▶ [TASK INSTRUCTIONS] Below are records; transcribe each one exactly.

+++ EXTRACTED DATA +++

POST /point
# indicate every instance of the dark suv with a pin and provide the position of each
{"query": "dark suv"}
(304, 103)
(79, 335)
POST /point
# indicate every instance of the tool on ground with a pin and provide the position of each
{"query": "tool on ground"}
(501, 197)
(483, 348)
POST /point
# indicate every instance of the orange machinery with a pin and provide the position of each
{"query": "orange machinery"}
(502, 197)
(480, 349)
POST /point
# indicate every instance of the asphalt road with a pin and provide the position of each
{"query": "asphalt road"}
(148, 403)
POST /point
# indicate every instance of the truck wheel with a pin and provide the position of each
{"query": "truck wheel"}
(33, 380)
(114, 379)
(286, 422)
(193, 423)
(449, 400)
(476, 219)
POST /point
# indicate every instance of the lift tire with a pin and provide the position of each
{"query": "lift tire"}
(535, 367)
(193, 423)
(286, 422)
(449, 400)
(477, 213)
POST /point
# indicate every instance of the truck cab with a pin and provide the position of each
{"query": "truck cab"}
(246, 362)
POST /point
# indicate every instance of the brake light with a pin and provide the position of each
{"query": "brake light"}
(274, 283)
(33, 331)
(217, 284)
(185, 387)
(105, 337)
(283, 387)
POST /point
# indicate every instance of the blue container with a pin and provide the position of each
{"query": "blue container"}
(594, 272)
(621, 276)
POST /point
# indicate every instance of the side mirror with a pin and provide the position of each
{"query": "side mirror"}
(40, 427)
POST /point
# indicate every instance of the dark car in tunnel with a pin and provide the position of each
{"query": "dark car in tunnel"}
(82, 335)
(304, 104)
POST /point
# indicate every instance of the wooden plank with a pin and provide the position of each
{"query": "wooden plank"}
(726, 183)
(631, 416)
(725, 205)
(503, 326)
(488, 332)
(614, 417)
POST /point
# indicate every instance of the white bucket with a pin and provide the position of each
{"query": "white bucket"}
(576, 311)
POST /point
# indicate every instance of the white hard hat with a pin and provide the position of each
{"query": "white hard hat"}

+++

▶ [TASK RESPONSE]
POST /point
# indicate every instance of the dark suv with a pin and provide the position of each
{"query": "dark suv"}
(304, 103)
(79, 335)
POST /point
# indicate every instance of the tool on ground with a pin and provide the position of each
{"query": "tool on ground"}
(501, 197)
(483, 348)
POST /point
# indicate every instance of the orange machinery with a pin and provide the position of each
{"query": "orange machinery"}
(502, 197)
(480, 349)
POST /point
# indicate every instance of the asphalt road with a pin and provide the position of each
{"query": "asphalt road"}
(148, 403)
POST /point
# indicate every instance of the truck wheel with a pin and provide the position of each
{"query": "truck wheel"}
(33, 380)
(114, 379)
(286, 422)
(193, 423)
(449, 400)
(476, 219)
POST /point
# indicate every instance of the lift tire with a pin and provide the position of each
{"query": "lift tire"}
(535, 367)
(193, 423)
(286, 422)
(449, 400)
(477, 213)
POST /point
# indicate every instance of the truck cab with a pin and provide the position of each
{"query": "truck cab"}
(246, 362)
POST /point
# indicate every instance of the brake light with a pin and provide the position of each
{"query": "brake light"}
(274, 283)
(33, 331)
(217, 284)
(185, 387)
(105, 337)
(283, 387)
POST /point
# indicate every instance of the blue container with a pin and provide the position of each
{"query": "blue container"}
(594, 272)
(621, 276)
POST /point
# indicate every instance of the side mirror with a pin and provide the position of each
{"query": "side mirror"}
(40, 427)
POST /point
# indicate every instance of the dark car in tunnel with a pin and provide the position of each
{"query": "dark car in tunnel"}
(82, 335)
(304, 104)
POST /point
# indicate every instance of the wooden plank with a pin and provide the position of each
{"query": "wooden plank"}
(726, 183)
(631, 416)
(725, 205)
(503, 326)
(488, 332)
(614, 417)
POST /point
# indicate every instance of the white bucket with a pin and provide the position of each
{"query": "white bucket"}
(576, 311)
POST /point
# indicate every instance of the white hard hat with a pin and provide the position of each
{"query": "white hard hat"}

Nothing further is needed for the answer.